═════ Material to process ═════
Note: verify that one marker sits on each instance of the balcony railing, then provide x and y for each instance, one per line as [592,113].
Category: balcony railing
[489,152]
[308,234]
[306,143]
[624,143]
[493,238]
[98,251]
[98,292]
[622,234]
═════
Problem details:
Rewrite the listing above so that "balcony railing" becomes "stair railing" wherever it appears, keeping every other line and character the same.

Completed task:
Note: verify that one marker sits on each instance of the stair railing, then provide x and y for each instance, one per line as [592,113].
Category: stair railing
[489,152]
[308,234]
[306,143]
[624,143]
[493,238]
[98,251]
[98,292]
[622,234]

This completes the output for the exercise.